Segmentation data:
* * * * * * * * *

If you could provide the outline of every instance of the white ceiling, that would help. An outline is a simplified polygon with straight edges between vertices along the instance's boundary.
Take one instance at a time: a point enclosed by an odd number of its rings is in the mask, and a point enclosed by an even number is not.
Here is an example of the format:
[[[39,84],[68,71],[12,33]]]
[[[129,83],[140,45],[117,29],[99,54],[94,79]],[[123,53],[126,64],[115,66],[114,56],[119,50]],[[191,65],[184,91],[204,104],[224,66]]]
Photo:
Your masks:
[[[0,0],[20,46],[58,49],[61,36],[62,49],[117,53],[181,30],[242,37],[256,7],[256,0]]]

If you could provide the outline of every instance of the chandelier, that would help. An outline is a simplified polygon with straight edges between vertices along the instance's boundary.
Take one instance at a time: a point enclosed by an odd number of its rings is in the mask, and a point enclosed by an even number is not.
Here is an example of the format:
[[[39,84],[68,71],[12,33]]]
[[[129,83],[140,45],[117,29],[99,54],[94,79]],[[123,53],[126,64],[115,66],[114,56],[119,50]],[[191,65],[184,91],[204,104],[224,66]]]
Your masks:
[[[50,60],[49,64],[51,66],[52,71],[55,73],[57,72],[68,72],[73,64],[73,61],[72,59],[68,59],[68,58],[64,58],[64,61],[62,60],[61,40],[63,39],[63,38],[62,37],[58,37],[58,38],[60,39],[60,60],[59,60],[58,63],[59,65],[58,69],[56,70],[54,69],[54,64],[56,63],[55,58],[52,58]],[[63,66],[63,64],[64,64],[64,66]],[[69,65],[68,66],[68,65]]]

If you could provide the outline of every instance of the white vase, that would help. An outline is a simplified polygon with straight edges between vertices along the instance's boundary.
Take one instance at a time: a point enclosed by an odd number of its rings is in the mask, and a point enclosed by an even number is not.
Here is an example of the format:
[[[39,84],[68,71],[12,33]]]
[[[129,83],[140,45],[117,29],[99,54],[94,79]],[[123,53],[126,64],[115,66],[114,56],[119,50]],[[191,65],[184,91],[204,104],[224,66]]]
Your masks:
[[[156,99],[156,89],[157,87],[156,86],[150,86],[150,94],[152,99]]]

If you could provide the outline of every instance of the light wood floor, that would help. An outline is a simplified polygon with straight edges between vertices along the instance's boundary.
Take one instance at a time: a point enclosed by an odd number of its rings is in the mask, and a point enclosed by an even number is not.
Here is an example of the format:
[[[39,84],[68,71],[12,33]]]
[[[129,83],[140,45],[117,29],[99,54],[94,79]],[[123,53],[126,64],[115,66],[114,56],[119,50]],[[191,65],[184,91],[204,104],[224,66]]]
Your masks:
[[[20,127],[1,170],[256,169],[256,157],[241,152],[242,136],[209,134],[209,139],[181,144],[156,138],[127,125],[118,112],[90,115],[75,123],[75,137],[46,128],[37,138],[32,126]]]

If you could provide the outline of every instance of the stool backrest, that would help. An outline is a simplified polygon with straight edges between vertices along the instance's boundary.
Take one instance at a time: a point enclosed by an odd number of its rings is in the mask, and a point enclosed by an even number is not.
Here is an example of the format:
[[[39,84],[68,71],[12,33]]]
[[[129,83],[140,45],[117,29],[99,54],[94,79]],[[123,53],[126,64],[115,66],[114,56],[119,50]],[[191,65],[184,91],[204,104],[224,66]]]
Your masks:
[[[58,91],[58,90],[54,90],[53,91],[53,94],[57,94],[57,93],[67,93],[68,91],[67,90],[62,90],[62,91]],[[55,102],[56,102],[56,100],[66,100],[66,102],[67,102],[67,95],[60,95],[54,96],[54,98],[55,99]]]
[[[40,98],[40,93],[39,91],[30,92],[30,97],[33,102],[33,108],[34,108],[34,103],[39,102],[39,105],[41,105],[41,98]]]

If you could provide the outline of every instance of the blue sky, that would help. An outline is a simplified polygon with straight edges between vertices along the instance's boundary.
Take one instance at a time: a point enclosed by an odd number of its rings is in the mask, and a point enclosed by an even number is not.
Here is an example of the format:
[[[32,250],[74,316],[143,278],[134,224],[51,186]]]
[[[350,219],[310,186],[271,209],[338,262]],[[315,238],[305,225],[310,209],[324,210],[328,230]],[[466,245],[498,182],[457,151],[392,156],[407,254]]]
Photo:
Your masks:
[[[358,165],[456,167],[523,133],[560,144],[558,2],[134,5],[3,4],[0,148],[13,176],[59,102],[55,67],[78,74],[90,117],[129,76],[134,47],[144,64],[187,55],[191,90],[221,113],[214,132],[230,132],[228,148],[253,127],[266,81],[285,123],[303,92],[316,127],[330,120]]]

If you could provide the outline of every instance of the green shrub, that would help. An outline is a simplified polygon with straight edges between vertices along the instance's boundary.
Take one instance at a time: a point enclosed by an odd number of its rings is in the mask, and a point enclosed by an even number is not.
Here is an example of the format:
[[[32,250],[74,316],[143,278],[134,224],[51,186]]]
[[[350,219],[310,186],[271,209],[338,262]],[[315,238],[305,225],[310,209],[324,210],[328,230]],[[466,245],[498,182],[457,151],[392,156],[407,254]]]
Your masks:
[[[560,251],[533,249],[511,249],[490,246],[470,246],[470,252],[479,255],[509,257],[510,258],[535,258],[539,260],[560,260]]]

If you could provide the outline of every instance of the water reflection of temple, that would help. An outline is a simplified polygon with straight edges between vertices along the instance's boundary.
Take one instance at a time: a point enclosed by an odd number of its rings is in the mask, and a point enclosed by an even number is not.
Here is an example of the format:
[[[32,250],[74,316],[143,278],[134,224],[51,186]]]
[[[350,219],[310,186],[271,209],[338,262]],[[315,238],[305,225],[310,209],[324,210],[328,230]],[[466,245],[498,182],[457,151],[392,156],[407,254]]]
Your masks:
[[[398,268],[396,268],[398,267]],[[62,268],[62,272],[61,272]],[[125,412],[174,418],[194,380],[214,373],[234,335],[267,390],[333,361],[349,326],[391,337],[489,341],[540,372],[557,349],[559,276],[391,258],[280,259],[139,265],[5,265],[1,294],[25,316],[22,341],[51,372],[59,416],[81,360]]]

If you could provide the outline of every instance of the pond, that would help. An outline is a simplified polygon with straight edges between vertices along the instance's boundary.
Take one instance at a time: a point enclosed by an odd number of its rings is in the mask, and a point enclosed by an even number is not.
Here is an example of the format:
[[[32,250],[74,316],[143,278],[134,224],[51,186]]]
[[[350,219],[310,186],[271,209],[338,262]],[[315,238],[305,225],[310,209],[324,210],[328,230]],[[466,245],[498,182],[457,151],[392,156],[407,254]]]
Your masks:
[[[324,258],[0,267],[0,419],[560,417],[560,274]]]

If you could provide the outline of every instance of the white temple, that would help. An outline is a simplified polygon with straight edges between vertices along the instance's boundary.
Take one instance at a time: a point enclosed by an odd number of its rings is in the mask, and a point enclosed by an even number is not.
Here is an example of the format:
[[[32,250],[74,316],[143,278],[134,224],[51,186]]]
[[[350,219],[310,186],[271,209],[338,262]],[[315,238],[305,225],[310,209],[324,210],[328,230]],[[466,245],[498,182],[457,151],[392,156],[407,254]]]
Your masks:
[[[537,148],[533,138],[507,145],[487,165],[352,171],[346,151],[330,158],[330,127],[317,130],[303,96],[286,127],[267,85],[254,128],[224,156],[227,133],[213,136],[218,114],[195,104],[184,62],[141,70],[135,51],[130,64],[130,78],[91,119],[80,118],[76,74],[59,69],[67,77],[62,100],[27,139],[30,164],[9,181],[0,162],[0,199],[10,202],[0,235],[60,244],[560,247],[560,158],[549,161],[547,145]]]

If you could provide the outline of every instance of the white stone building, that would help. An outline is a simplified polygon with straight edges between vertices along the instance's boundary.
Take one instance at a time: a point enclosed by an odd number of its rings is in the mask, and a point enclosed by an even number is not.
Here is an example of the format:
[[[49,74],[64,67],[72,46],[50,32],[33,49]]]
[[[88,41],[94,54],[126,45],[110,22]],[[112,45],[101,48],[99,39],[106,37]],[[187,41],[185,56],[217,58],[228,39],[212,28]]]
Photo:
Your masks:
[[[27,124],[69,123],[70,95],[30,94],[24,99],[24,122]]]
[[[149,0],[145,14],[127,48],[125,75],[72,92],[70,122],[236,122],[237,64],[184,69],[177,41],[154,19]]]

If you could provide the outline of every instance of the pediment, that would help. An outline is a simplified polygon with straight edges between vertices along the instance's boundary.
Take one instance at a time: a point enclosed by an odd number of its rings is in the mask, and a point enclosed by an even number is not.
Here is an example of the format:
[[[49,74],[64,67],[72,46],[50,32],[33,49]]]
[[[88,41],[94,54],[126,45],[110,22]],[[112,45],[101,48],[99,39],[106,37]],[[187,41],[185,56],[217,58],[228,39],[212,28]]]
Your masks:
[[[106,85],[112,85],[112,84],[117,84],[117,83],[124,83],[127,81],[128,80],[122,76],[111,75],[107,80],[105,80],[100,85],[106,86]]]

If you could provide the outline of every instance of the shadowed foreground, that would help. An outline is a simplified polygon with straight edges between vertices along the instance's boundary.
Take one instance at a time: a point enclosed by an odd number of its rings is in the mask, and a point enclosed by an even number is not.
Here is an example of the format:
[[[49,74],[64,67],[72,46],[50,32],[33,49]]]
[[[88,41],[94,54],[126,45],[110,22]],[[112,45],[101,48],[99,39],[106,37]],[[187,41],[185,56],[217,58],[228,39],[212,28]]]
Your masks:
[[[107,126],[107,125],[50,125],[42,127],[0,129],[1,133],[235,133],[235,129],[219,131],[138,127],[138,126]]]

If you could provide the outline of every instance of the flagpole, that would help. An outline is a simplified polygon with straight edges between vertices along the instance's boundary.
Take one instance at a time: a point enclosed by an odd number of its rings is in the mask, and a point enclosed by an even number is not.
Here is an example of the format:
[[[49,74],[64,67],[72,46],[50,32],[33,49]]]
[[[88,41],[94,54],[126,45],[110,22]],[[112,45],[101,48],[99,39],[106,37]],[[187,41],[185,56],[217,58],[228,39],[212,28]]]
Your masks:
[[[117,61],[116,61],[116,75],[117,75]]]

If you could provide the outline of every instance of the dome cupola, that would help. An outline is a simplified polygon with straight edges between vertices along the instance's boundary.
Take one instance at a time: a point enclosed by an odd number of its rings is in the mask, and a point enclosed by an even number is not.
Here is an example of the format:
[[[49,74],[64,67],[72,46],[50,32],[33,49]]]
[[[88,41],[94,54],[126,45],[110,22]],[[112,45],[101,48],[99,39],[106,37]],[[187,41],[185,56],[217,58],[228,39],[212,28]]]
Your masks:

* * * * * * * * *

What to work on: Can you return everything from the line containing "the flagpole, that" down to the end of the material above, unchanged?

Correct output:
If you could provide the outline of every instance of the flagpole, that would help. An outline is a simplified polygon with straight edges between vertices along the instance's boundary.
Take one instance at a time: a point enclosed by an odd number of its rings is in the mask, and a point enclosed by an even number is not.
Here is an example of the format:
[[[49,74],[64,67],[72,46],[50,32],[33,49]]]
[[[88,41],[94,54],[126,45],[110,22]],[[112,45],[101,48],[99,39],[106,37]],[[187,41],[185,56],[217,58],[228,39],[212,28]]]
Your masks:
[[[117,61],[116,61],[116,75],[117,75]]]

If you could provide the outline of every instance of the dome cupola, that would help. An outline is a simplified polygon with straight edges between vertices along the instance's boundary.
Take one instance at a time: a point enclosed by an odd number of its rings is in the mask, and a point enclosed by an even number is not.
Here is an example of the format:
[[[49,74],[64,67],[72,46],[50,32],[33,49]]]
[[[88,41],[94,54],[126,45],[110,22]],[[112,45],[101,48],[99,39],[106,37]],[[187,41],[185,56],[217,58],[228,39],[212,28]]]
Your masks:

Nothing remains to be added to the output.